- Provided information -
--------------------------------------------------

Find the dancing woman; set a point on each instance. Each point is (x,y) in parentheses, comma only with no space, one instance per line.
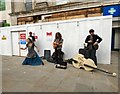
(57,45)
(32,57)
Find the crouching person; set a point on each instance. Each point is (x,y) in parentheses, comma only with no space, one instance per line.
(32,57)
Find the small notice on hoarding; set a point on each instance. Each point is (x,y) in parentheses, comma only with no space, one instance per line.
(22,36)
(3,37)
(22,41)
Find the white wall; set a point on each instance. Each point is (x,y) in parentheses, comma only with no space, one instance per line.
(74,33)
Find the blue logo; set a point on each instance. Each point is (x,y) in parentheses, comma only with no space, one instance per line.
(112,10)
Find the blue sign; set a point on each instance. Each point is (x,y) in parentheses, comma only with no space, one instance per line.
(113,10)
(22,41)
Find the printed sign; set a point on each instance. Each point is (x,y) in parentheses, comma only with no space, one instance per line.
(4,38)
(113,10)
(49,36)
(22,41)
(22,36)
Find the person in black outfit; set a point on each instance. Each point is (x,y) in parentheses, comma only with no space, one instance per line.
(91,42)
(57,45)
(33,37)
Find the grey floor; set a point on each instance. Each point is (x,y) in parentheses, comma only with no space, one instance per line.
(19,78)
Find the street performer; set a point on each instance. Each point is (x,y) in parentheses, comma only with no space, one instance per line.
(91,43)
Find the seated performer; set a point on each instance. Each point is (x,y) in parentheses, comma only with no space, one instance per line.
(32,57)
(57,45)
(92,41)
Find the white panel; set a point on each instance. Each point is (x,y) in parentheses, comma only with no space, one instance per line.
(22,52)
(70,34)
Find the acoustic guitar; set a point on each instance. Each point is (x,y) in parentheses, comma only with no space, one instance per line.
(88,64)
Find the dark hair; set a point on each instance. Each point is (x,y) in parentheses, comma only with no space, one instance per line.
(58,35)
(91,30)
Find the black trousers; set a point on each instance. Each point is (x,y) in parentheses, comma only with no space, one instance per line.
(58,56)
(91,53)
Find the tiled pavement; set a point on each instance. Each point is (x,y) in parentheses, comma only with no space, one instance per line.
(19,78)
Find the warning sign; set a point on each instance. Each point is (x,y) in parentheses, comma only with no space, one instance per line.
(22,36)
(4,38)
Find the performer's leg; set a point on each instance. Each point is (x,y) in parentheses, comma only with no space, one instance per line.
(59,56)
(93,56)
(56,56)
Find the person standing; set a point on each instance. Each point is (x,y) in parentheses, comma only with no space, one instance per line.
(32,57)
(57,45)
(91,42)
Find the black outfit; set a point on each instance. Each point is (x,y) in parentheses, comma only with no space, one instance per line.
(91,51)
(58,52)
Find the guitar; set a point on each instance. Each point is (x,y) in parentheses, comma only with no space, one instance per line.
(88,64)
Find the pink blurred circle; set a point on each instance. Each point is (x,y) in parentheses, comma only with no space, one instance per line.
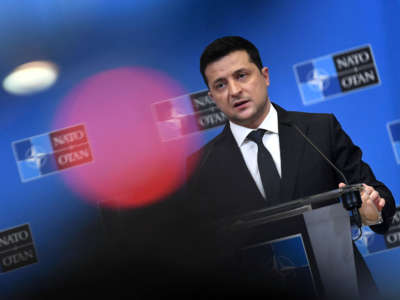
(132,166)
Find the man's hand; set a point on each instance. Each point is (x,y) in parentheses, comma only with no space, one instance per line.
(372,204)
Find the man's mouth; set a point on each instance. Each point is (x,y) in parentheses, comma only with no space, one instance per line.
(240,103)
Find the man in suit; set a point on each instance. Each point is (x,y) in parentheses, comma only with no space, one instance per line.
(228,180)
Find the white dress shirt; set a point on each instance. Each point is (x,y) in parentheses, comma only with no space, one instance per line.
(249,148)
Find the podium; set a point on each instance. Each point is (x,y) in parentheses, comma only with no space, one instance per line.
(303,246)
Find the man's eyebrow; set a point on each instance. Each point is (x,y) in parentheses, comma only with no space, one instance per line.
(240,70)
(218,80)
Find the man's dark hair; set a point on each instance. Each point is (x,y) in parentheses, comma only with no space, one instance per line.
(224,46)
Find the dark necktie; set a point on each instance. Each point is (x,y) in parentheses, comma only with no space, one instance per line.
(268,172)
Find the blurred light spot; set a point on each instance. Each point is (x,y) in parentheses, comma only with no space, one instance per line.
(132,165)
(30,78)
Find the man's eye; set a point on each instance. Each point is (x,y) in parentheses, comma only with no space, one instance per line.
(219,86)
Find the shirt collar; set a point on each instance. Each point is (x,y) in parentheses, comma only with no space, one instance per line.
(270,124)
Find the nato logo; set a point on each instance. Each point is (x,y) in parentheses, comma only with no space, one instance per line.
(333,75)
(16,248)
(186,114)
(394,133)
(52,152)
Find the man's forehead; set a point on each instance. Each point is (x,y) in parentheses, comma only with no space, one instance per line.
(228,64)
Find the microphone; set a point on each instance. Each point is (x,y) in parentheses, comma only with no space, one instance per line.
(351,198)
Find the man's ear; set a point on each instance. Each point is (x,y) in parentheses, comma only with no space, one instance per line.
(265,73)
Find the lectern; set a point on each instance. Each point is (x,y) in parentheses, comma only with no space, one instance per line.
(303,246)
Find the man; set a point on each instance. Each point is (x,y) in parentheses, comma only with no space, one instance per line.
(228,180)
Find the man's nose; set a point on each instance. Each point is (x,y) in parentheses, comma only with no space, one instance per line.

--------------------------------------------------

Retype the entries word for word. Omit any images.

- Task output -
Find the dancing woman; set a point on each instance. Each point is (x,y) in parentheses, comma only with no space, one instance per line.
(57,45)
(32,57)
Find the crouching person; set a point on each instance. Each point is (x,y) in parentheses, comma only with no space, one instance per line.
(32,57)
Find the small notice on hoarding; set a point on each instance. Each point is (x,y) in parentheses, comma only with no space, one instance per line.
(22,36)
(3,37)
(22,41)
Find the white wall; set a point on each instance. Each point is (x,y) in parentheses, comma only with no space, one instance per line.
(74,33)
Find the blue logo; set a point on each instance. Each point is (x,y) in parentheses, comma only with no space, one instance per line.
(112,10)
Find the blue sign; set a point on each instance. Each point is (x,y) in parentheses, comma only with no space, one instance per line.
(113,10)
(22,41)
Find the printed sign; set a point on each instance. Each point is (x,y) in parentheses, comma only with no space, one instance per line.
(4,38)
(113,10)
(49,36)
(22,41)
(22,36)
Find the person in black outfit; set a point on each instance. Each point is (x,y) in parentheses, comma only with no space, one instance per line.
(91,42)
(57,45)
(33,37)
Find the grey floor; set a point on each instance. Each point is (x,y) in parentheses, comma only with no space, one instance per line.
(19,78)
Find the street performer; set a point on each instance. Each point is (x,y) in parentheses, comma only with no space, one instance per line.
(91,43)
Find the seated performer; set a point on each instance. Each point is (x,y) in parentheses, comma only with no space, one instance per line.
(32,57)
(57,45)
(92,41)
Find the white panel; set a point on each instance. Each point is (x,y) in parentheses, comma only with no space, one instance per line.
(22,52)
(70,34)
Find the acoustic guitar; set a point on each instance. Each point is (x,y) in parentheses, comma only with no space, one instance per line.
(88,64)
Find the dark hair; set a point on each instance. Each point is (x,y) in parentheses, comma only with no space, one instance per line.
(58,35)
(91,30)
Find the black trousers; set a point on each instance. Each point is (x,y) in parentheses, comma only with no space, one instance per line.
(58,56)
(91,53)
Find the tiled pavement; set a point on each instance. Each point is (x,y) in parentheses, comma only with no space, one instance per line.
(19,78)
Find the warning sign; set a point on each instance. Each point is (x,y) in parentheses, comma only with no space, one instance per line.
(22,36)
(4,38)
Find the performer's leg; set a point on each instance. Each point is (x,y) in parentheses, comma only with no space, one instance per line.
(59,56)
(93,56)
(56,56)
Find the person standing; set a point on each instance. Each point is (x,y) in parentheses, comma only with no space, one instance per line.
(32,57)
(57,45)
(91,42)
Find the black outfit; set a point on each instance. Each point is (x,y) in parentheses, comma only with no space, one instance per line.
(91,51)
(58,52)
Find the guitar; set a point on each instance. Each point is (x,y) in parentheses, comma only with no space, one instance per line.
(88,64)
Find the pink blurred circle; set a point on each instance. Each point is (x,y) in parentheses, comma only with no space, one instance per line.
(132,166)
Find the man's hand; set a point on each instance. Each point is (x,y) in parentheses, comma only with no space, one instance per line.
(372,204)
Find the man's mouth; set a point on each instance. Each point is (x,y) in parentheses, comma only with no space, one instance per line.
(240,103)
Find the man in suit; set a point on each instance. Each point is (x,y) in parentheses, comma only with no space, one instance per line.
(228,180)
Find the white dress shirt; set a point on each instance. Each point is (x,y) in parentheses, comma only with no space, one instance per line.
(249,148)
Find the podium; set a point on each instance. Each point is (x,y) in parentheses, comma only with no space, one instance per line.
(303,246)
Find the man's eyebrow; set a point on each instance. Each point is (x,y) in parentheses, comma only with no space, one instance per line.
(240,70)
(218,80)
Find the man's dark hair; set a point on each instance. Each point is (x,y) in parentheses, comma only with no space, one instance per line.
(224,46)
Find the dark necktie; set a point on each instance. Each point is (x,y) in parentheses, comma only with no space, one instance per line.
(268,172)
Find the blurred light spot; set a point on each instance. Each point is (x,y) in parentheses, comma only with no space, one instance per line.
(132,165)
(30,78)
Find the man's eye; set a point on each instance. Each point is (x,y) in parentheses, comma only with no space, one instance per line.
(219,86)
Find the shirt collar; set a point on each instance. Each point is (x,y) in parentheses, comma only with no space, one instance per line.
(270,124)
Find the nato logo; set a point on each instance. Each point is (x,y) in parentheses, comma only with no space, one instance per line.
(333,75)
(16,248)
(186,114)
(394,133)
(52,152)
Find the man's forehead; set a point on each instance. Each point is (x,y) in parentheses, comma only with no space, one instance per line.
(228,64)
Find the microphone; set a point on each instance. Each point is (x,y) in parentheses, comma only with no space, one instance per line.
(351,198)
Find the man's ear; set a point on each instance. Each point is (x,y) in parentheses, comma only with no space, one instance per line.
(265,73)
Find the lectern; set a point on each instance. Each point is (x,y) in parentheses, comma only with no space, one instance per line.
(303,246)
Find the man; set a point on each instance. Each point is (x,y) in parentheses, comma only with no space, one instance per line.
(228,180)
Find the man's nose; set a point on each instance. Each point is (x,y) in parentheses, comma only with no space, one instance per line.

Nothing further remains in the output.